**TASK DETAILS**
Reproduce, with no changes, the line where "Above is a drone survey of farmland. Pinpoint the ocean wave" appears and every subsequent line of the listing, the last one included.

**INFORMATION SHOWN**
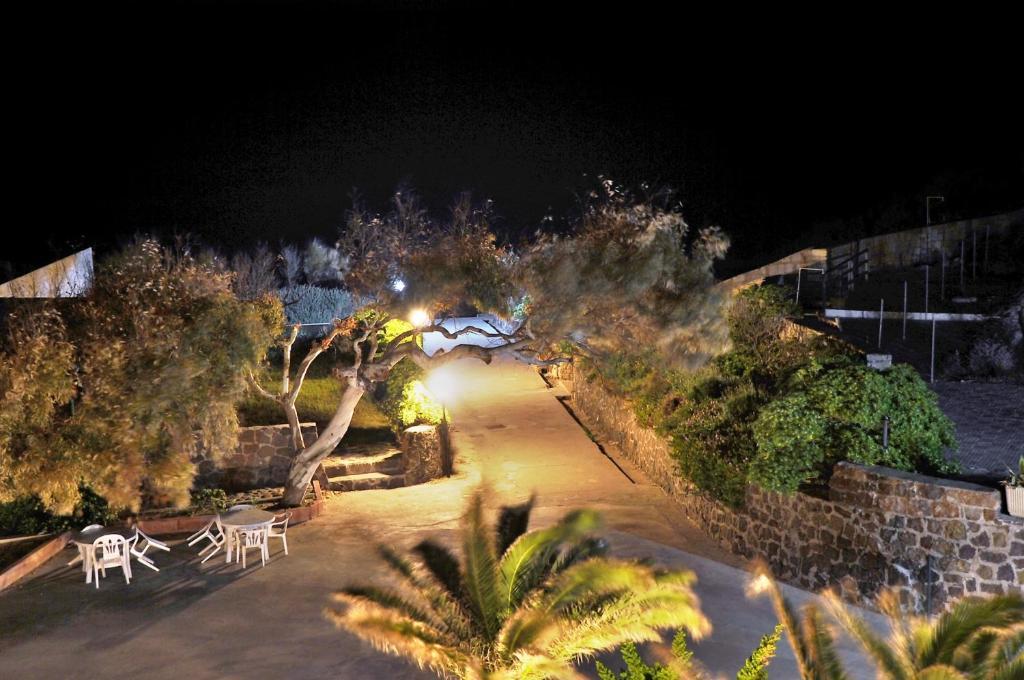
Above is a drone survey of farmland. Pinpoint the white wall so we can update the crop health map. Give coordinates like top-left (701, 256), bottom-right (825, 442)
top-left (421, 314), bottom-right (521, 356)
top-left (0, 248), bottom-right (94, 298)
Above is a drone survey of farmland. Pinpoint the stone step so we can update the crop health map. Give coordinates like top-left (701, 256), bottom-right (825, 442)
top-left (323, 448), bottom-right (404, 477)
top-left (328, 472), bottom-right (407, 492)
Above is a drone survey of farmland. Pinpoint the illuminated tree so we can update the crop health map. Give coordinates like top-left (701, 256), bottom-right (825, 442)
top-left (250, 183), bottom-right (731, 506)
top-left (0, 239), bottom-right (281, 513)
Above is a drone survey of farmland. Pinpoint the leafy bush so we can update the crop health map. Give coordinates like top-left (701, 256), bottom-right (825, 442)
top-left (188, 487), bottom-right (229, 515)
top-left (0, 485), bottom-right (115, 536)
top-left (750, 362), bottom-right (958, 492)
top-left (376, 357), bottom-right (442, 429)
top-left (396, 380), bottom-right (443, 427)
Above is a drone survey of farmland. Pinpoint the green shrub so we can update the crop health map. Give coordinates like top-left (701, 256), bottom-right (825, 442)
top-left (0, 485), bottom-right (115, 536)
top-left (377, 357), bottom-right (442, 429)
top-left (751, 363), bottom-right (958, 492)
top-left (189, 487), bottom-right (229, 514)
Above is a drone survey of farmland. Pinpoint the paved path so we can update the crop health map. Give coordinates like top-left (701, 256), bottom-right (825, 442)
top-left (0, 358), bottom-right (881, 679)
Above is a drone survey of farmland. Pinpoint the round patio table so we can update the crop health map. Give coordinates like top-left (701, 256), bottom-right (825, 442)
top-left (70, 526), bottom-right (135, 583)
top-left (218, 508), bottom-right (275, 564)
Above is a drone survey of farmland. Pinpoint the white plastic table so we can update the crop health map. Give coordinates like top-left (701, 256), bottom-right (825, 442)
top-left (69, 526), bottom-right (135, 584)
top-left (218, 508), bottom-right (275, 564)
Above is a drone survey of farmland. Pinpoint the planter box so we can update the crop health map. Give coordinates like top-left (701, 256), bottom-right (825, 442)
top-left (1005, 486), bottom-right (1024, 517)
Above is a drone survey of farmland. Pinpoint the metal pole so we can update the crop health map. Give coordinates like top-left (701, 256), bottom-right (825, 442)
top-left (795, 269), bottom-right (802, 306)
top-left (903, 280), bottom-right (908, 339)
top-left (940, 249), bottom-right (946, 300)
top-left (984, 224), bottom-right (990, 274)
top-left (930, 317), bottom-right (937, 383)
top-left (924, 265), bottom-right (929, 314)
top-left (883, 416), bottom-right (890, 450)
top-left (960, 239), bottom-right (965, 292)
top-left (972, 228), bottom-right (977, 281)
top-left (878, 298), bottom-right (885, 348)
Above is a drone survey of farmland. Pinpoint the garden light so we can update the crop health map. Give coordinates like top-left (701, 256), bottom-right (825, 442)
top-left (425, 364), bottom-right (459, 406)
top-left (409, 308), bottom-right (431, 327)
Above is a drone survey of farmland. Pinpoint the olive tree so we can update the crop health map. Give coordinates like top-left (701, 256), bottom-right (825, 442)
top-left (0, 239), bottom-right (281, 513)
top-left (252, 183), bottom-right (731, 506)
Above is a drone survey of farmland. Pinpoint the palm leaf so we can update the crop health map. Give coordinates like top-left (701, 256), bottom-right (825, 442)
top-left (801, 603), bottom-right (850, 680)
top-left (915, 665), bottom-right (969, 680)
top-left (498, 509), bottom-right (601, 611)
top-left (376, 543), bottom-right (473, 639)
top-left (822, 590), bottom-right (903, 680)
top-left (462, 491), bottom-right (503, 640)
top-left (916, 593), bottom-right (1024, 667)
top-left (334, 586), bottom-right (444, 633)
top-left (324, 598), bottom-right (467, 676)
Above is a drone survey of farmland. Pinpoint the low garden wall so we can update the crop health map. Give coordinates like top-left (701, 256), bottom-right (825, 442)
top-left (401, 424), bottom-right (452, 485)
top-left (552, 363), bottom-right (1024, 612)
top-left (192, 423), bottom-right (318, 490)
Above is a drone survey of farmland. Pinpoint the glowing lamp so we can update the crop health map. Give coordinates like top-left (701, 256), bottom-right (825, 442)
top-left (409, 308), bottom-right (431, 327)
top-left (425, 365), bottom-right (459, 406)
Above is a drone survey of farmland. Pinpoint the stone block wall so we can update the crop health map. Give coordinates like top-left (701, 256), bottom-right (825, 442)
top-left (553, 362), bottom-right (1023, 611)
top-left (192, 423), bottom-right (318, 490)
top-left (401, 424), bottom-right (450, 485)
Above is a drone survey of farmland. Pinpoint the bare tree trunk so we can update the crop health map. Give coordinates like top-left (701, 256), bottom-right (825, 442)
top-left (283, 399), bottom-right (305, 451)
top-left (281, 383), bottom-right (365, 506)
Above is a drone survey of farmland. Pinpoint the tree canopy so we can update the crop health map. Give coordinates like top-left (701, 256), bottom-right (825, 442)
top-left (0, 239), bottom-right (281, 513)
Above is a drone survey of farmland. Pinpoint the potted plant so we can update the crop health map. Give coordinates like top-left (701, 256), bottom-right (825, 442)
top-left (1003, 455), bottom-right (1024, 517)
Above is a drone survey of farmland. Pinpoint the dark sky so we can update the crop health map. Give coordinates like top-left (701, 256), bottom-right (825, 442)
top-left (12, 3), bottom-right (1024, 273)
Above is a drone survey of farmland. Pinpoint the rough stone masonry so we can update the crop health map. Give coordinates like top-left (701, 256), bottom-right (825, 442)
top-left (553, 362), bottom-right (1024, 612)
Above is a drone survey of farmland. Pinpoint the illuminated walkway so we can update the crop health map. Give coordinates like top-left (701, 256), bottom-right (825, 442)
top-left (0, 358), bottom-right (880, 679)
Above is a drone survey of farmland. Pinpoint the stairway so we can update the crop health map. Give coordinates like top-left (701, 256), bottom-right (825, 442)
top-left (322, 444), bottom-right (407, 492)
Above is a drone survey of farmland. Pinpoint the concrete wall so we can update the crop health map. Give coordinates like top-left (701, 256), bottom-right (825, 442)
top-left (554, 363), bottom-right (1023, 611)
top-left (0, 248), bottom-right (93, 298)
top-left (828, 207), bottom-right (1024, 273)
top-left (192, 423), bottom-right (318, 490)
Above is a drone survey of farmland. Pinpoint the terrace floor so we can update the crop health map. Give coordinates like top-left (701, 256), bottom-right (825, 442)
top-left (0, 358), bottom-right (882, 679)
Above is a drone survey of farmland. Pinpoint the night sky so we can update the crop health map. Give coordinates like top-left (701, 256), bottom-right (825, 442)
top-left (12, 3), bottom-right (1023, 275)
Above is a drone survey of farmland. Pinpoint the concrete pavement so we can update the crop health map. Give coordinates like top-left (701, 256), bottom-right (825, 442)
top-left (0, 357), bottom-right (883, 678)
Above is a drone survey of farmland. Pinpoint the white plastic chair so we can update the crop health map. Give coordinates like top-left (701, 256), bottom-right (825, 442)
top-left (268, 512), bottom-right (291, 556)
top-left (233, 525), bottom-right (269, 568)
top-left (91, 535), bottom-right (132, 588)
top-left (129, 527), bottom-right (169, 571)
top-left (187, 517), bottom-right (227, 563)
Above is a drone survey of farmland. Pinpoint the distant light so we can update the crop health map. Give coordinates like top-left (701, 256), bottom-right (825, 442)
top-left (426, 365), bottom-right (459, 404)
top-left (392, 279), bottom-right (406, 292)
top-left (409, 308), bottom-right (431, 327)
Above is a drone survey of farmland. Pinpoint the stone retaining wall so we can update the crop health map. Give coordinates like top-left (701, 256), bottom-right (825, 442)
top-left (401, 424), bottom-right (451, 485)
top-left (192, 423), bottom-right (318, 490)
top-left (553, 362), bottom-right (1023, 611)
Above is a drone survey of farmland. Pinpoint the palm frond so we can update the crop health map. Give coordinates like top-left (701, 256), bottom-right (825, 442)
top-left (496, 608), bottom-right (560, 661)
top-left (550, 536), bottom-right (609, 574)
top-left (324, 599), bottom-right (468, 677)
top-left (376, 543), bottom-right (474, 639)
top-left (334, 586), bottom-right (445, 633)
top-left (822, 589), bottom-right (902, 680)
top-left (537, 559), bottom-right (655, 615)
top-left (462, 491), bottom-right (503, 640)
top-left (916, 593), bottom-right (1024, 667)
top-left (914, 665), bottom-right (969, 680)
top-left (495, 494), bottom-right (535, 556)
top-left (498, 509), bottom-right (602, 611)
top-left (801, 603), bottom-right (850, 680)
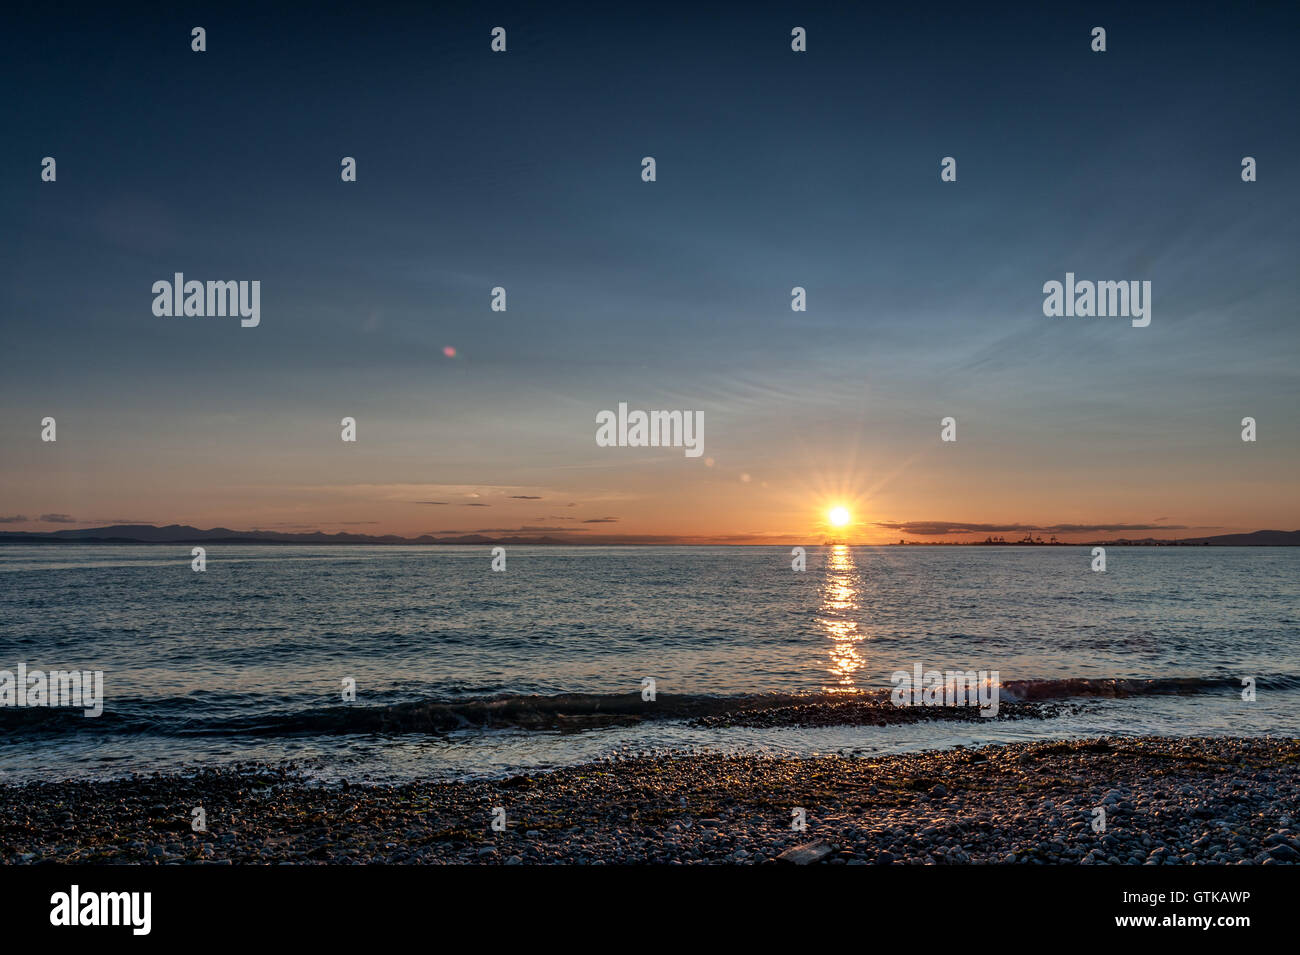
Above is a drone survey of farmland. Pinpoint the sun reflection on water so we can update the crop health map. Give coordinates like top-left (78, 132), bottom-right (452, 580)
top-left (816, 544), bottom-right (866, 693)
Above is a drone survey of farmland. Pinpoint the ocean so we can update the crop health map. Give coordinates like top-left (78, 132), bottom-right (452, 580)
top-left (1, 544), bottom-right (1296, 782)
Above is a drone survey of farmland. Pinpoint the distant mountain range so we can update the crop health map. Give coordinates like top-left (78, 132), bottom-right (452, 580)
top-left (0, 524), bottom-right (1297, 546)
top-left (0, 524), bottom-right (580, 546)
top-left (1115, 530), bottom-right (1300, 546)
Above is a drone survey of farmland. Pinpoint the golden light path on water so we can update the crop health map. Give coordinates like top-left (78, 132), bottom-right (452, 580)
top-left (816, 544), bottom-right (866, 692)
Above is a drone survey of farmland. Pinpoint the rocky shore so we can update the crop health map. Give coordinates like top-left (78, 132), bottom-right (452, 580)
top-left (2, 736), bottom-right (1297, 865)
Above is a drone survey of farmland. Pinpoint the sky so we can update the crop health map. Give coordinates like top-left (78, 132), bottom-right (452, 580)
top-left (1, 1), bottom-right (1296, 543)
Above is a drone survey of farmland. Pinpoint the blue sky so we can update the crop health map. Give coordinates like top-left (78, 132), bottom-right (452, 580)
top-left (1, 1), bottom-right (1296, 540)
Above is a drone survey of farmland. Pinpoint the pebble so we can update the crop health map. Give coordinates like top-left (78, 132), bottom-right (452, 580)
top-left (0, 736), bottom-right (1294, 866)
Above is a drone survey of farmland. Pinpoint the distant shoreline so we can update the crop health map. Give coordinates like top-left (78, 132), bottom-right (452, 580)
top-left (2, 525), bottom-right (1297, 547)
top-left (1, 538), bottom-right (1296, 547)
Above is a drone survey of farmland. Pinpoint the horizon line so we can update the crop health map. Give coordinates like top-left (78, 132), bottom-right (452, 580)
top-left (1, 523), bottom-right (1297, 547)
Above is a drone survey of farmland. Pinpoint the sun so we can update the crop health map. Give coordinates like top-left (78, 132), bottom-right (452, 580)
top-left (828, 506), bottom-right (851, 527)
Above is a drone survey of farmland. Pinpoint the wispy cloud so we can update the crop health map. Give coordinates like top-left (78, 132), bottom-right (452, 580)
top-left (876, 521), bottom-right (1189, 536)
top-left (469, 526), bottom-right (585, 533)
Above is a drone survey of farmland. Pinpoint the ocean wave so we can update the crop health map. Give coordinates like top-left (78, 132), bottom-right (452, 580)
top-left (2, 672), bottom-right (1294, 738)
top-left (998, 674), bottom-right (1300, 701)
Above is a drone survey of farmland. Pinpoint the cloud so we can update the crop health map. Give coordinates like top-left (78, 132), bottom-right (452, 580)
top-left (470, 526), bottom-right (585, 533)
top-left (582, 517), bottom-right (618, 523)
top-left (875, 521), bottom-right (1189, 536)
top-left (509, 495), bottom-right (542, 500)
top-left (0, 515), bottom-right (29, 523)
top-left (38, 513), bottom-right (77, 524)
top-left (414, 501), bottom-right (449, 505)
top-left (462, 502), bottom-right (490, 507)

**RESPONSE TO THE EXERCISE**
Above is a drone survey of farmland. Pinpoint the ocean wave so we can update the crop health map. Give coordinates like top-left (78, 132), bottom-right (452, 580)
top-left (2, 672), bottom-right (1294, 738)
top-left (998, 674), bottom-right (1300, 701)
Above is a drone survey of farmland. Pinpoint the cloud so we can update the crop health map. Give coordinates like top-left (78, 132), bottom-right (452, 580)
top-left (470, 526), bottom-right (585, 533)
top-left (582, 517), bottom-right (618, 523)
top-left (875, 521), bottom-right (1189, 536)
top-left (509, 495), bottom-right (542, 500)
top-left (0, 515), bottom-right (29, 523)
top-left (38, 513), bottom-right (77, 524)
top-left (414, 501), bottom-right (449, 505)
top-left (462, 502), bottom-right (490, 507)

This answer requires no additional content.